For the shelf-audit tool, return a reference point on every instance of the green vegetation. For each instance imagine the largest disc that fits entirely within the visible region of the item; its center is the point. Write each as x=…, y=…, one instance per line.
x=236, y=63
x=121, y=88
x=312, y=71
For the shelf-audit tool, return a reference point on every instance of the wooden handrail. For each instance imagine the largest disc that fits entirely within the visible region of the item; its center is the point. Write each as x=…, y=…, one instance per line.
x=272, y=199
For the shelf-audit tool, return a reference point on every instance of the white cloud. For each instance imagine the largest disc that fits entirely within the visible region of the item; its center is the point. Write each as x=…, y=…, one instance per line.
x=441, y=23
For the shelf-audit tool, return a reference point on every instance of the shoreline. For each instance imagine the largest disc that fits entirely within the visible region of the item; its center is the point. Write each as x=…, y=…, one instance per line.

#####

What is needed:
Rewrite all of the records above, replacing "shelf-audit tool" with "inventory tool" and leaving everything else untouched.

The reply:
For the inventory tool, return a reference point on every instance of the green vegetation. For each instance imagine the largest disc that fits entirely within the visible region of the item; its center is the point. Write each as x=…, y=…, one instance per line.
x=236, y=63
x=121, y=88
x=312, y=71
For the inventory tool, return a reference point on every instance of the wooden handrail. For each instance imagine the largest disc that fits entirely within the visible region of the item; its center is the point. Write each as x=…, y=…, one instance per line.
x=272, y=199
For the inventory tool, return a reference point on every instance of the white cloud. For each instance imagine the largest disc that fits entirely within the visible region of the item; its center is the point. Write each as x=…, y=…, one instance per line.
x=441, y=23
For the inventory tool, return a reference point on every instance of the shoreline. For each instance imagine the largest disc that fits entirely within the visible region of the item; its center is the point. Write each as x=…, y=…, one instance per line.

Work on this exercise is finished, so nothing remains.